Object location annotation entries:
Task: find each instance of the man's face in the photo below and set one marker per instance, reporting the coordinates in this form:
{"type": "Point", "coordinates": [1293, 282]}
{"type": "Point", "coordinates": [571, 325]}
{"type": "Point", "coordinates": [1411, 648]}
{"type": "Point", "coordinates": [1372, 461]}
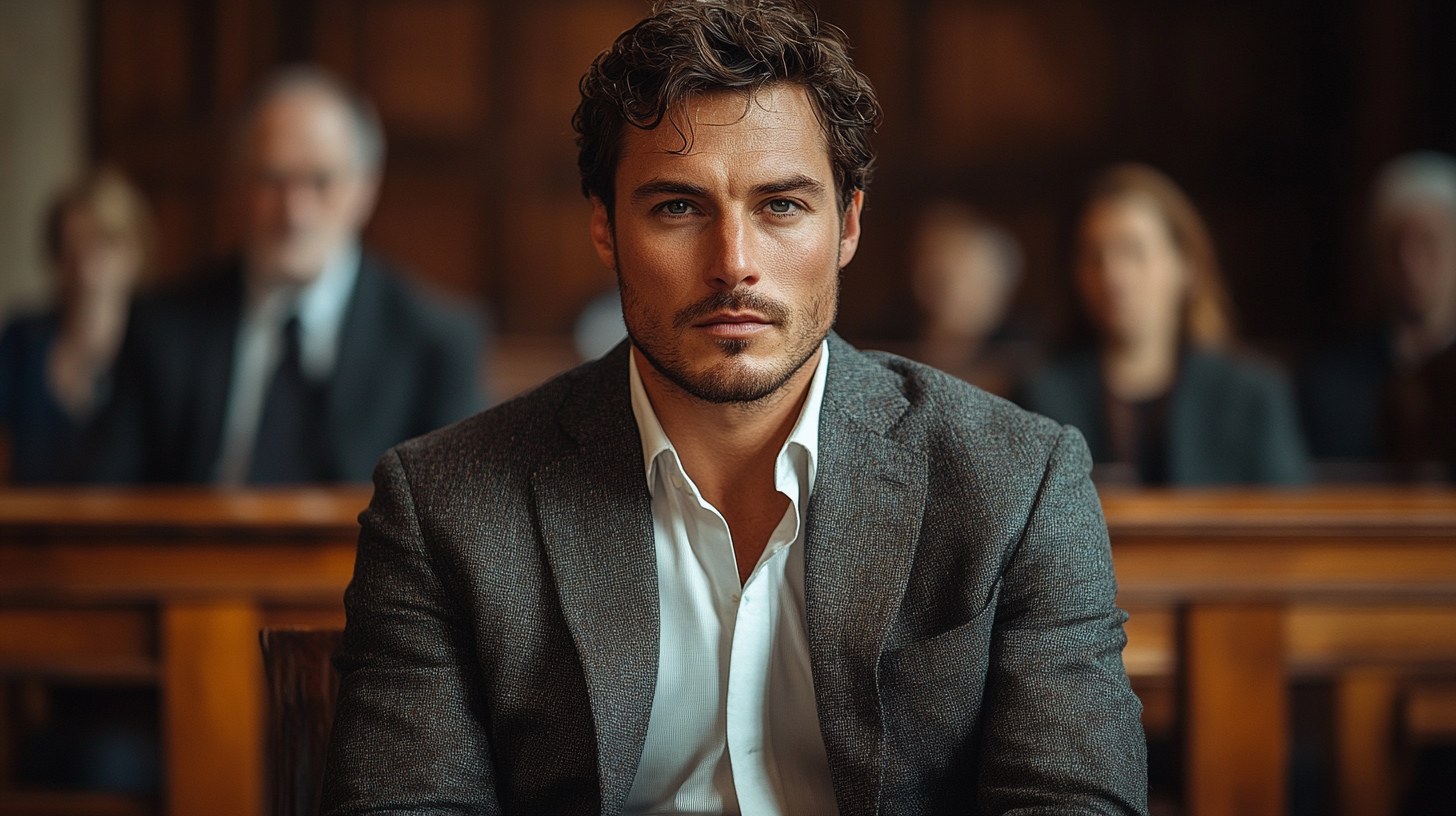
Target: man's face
{"type": "Point", "coordinates": [303, 188]}
{"type": "Point", "coordinates": [728, 254]}
{"type": "Point", "coordinates": [1418, 254]}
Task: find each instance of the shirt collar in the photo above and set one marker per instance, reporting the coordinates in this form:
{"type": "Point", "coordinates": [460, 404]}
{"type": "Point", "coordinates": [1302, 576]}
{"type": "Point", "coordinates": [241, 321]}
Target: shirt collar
{"type": "Point", "coordinates": [804, 434]}
{"type": "Point", "coordinates": [319, 306]}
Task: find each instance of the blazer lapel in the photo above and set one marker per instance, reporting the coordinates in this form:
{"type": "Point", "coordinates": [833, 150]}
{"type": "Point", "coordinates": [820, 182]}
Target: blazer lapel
{"type": "Point", "coordinates": [859, 545]}
{"type": "Point", "coordinates": [355, 391]}
{"type": "Point", "coordinates": [216, 335]}
{"type": "Point", "coordinates": [596, 519]}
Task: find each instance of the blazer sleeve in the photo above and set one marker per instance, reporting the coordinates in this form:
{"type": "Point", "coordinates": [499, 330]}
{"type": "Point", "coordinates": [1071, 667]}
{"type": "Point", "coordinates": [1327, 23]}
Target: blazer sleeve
{"type": "Point", "coordinates": [409, 730]}
{"type": "Point", "coordinates": [1062, 730]}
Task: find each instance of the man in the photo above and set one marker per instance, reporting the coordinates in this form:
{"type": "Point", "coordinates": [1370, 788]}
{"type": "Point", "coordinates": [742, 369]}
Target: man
{"type": "Point", "coordinates": [1391, 395]}
{"type": "Point", "coordinates": [964, 273]}
{"type": "Point", "coordinates": [303, 357]}
{"type": "Point", "coordinates": [734, 566]}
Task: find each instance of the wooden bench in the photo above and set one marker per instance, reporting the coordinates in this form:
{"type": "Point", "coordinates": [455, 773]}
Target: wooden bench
{"type": "Point", "coordinates": [1238, 592]}
{"type": "Point", "coordinates": [1232, 595]}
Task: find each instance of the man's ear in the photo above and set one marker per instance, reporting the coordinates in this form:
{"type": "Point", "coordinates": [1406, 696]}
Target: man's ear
{"type": "Point", "coordinates": [602, 236]}
{"type": "Point", "coordinates": [849, 235]}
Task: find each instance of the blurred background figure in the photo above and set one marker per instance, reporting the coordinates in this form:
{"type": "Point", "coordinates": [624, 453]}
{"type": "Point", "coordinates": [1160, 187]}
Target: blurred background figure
{"type": "Point", "coordinates": [1158, 394]}
{"type": "Point", "coordinates": [1391, 395]}
{"type": "Point", "coordinates": [303, 357]}
{"type": "Point", "coordinates": [964, 277]}
{"type": "Point", "coordinates": [56, 366]}
{"type": "Point", "coordinates": [600, 325]}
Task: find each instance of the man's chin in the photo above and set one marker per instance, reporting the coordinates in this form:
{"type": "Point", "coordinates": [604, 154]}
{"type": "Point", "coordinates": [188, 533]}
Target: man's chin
{"type": "Point", "coordinates": [289, 270]}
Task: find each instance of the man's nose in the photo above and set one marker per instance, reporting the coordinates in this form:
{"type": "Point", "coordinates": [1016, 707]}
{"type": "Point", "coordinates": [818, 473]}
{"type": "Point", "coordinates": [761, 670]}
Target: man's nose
{"type": "Point", "coordinates": [299, 201]}
{"type": "Point", "coordinates": [736, 258]}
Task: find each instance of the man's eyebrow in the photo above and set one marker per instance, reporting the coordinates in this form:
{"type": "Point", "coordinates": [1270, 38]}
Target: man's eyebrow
{"type": "Point", "coordinates": [794, 184]}
{"type": "Point", "coordinates": [663, 187]}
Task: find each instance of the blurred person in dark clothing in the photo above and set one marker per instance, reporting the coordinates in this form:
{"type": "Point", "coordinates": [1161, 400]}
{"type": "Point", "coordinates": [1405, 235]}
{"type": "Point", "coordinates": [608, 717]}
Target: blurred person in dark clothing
{"type": "Point", "coordinates": [56, 366]}
{"type": "Point", "coordinates": [1159, 395]}
{"type": "Point", "coordinates": [303, 357]}
{"type": "Point", "coordinates": [966, 271]}
{"type": "Point", "coordinates": [1391, 395]}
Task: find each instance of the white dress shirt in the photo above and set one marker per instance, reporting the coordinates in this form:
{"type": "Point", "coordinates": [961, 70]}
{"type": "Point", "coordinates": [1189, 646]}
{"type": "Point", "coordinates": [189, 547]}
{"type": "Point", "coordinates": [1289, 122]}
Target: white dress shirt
{"type": "Point", "coordinates": [319, 306]}
{"type": "Point", "coordinates": [733, 727]}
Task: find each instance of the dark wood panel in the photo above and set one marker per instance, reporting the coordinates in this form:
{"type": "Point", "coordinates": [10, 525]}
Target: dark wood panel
{"type": "Point", "coordinates": [422, 63]}
{"type": "Point", "coordinates": [1271, 114]}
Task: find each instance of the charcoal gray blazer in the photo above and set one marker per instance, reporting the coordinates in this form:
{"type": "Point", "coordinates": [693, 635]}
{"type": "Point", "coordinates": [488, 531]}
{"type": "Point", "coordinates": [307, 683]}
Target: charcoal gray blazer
{"type": "Point", "coordinates": [503, 620]}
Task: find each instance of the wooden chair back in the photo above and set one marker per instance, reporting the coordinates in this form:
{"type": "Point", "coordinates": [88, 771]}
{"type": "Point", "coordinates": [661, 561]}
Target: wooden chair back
{"type": "Point", "coordinates": [302, 691]}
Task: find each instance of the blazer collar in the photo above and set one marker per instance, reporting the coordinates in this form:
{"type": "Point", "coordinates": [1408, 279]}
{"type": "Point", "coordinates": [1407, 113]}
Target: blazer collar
{"type": "Point", "coordinates": [596, 520]}
{"type": "Point", "coordinates": [861, 539]}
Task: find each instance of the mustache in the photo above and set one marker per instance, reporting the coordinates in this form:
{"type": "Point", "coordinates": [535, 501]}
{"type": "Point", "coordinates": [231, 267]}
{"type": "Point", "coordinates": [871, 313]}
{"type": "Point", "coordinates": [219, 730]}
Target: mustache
{"type": "Point", "coordinates": [737, 300]}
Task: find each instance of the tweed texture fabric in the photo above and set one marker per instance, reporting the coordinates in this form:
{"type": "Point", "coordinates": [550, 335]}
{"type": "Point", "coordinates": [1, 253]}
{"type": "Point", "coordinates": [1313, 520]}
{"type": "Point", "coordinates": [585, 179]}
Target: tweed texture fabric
{"type": "Point", "coordinates": [501, 644]}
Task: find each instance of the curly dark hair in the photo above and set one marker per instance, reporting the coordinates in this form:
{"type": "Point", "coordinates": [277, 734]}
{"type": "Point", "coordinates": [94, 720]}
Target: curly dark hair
{"type": "Point", "coordinates": [693, 47]}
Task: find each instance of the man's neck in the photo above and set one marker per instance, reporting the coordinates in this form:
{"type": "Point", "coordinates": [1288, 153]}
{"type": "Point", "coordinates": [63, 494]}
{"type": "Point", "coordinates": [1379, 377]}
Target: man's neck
{"type": "Point", "coordinates": [730, 450]}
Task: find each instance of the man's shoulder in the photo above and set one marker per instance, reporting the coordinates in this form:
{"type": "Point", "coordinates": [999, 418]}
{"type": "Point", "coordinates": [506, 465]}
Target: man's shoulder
{"type": "Point", "coordinates": [939, 407]}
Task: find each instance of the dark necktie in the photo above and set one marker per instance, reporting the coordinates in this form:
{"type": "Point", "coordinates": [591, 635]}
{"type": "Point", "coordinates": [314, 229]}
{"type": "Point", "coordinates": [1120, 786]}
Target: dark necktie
{"type": "Point", "coordinates": [290, 430]}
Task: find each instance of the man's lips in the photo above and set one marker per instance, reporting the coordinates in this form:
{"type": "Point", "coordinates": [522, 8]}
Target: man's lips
{"type": "Point", "coordinates": [733, 324]}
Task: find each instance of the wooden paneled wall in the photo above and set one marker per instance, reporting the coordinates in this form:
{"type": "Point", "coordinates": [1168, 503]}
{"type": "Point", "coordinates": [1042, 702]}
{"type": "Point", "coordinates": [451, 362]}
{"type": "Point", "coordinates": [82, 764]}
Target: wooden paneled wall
{"type": "Point", "coordinates": [1271, 114]}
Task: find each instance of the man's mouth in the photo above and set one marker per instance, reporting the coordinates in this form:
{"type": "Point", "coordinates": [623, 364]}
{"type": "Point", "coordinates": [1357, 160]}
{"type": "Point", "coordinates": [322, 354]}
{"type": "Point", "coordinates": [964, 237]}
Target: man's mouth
{"type": "Point", "coordinates": [733, 324]}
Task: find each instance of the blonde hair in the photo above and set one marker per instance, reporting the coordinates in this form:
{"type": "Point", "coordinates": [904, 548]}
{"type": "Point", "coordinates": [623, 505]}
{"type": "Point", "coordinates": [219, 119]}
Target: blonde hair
{"type": "Point", "coordinates": [120, 210]}
{"type": "Point", "coordinates": [1207, 318]}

§ Stated exercise: Switch "blonde hair" to "light hair" in the part of the entries that starts with the line containing "Task: find each instance of the man's mouth" and runs through the final entry, and leave everything else unchanged. Rewrite only that part.

§ Response:
Task: find each instance of the man's mouth in the photo above and set one marker per instance, reporting the coordinates in this form:
{"type": "Point", "coordinates": [623, 364]}
{"type": "Point", "coordinates": [1357, 160]}
{"type": "Point", "coordinates": [322, 354]}
{"type": "Point", "coordinates": [964, 237]}
Target: man's mouth
{"type": "Point", "coordinates": [733, 324]}
Task: find each instance of the light hair in the photo above and set one marker per instance, reporting the coordinates in this form:
{"type": "Point", "coordinates": [904, 548]}
{"type": "Point", "coordinates": [623, 505]}
{"type": "Point", "coordinates": [219, 119]}
Target: light hair
{"type": "Point", "coordinates": [120, 210]}
{"type": "Point", "coordinates": [1207, 318]}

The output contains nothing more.